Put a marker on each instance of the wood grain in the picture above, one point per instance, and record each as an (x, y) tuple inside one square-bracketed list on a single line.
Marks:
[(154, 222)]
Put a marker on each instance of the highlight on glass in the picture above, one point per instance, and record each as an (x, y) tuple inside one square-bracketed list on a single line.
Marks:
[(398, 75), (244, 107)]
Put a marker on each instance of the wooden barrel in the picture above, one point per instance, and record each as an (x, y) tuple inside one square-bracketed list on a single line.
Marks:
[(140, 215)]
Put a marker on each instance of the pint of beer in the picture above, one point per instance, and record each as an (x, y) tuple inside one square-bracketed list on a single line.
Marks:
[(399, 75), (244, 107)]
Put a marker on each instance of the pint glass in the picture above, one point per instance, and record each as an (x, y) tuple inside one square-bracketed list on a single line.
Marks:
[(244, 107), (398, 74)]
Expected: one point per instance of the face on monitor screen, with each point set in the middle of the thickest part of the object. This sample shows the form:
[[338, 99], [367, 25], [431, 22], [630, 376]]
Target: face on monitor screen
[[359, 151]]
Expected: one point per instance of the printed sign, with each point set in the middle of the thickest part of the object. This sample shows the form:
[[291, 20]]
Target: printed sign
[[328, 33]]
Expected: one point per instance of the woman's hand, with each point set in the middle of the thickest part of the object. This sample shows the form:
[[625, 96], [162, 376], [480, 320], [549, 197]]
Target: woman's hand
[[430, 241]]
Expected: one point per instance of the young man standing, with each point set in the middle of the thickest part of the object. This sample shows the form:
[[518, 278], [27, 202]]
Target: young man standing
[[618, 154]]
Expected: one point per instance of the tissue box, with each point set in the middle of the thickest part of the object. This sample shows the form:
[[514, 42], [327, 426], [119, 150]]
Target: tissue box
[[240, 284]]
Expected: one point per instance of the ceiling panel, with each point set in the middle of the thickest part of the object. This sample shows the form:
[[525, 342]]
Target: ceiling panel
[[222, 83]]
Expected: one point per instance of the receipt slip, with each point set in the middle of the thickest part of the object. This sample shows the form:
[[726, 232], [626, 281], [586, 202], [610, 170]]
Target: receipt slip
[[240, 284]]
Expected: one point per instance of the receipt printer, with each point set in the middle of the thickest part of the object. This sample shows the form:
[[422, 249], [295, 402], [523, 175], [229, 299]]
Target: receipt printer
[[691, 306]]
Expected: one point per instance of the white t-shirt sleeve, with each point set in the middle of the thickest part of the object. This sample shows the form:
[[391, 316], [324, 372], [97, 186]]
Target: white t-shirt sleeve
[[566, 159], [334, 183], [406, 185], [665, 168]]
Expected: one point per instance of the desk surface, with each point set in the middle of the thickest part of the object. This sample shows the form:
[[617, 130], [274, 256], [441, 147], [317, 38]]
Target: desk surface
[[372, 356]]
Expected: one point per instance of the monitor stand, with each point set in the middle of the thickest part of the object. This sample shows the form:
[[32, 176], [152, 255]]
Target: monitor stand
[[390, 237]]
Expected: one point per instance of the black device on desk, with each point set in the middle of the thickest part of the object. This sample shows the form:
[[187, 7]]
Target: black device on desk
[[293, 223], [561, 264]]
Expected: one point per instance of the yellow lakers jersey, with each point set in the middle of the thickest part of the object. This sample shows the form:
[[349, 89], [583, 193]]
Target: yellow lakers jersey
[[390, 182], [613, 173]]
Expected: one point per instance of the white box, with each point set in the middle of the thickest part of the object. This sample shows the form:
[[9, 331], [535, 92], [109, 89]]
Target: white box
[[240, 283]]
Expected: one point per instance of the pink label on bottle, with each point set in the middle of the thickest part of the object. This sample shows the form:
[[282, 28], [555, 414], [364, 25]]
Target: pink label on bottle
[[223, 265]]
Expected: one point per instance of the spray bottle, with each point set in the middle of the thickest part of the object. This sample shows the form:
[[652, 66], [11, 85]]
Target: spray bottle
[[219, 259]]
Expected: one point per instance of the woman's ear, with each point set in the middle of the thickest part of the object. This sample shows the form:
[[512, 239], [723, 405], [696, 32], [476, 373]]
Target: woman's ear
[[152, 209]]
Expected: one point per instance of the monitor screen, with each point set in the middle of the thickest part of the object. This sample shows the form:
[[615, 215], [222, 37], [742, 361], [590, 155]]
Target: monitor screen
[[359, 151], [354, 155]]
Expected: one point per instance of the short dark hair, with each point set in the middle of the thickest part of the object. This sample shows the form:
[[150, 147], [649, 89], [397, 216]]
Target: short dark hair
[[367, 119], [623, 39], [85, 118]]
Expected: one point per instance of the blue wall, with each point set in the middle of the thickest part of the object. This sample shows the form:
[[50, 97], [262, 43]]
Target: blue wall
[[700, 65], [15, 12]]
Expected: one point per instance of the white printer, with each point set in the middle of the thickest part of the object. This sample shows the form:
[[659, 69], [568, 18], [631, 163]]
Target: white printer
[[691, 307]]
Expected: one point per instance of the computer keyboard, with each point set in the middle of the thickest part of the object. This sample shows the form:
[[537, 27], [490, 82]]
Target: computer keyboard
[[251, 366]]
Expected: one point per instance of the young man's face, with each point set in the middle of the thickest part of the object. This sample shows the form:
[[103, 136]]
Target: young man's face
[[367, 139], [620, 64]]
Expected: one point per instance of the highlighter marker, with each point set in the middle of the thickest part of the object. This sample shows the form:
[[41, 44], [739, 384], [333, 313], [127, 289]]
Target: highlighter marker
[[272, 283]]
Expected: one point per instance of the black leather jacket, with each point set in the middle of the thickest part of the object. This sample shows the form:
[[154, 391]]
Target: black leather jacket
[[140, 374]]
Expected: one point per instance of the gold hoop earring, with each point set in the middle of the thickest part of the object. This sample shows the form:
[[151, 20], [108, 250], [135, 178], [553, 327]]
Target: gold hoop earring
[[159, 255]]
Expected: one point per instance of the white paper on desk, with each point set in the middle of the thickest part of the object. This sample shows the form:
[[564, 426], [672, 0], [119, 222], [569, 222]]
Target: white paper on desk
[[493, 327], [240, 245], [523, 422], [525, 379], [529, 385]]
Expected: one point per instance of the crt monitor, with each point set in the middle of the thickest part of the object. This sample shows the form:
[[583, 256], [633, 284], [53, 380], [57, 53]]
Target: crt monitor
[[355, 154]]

What the task requires → Provide only the number of lines above that contain the word "pint".

Response area → 2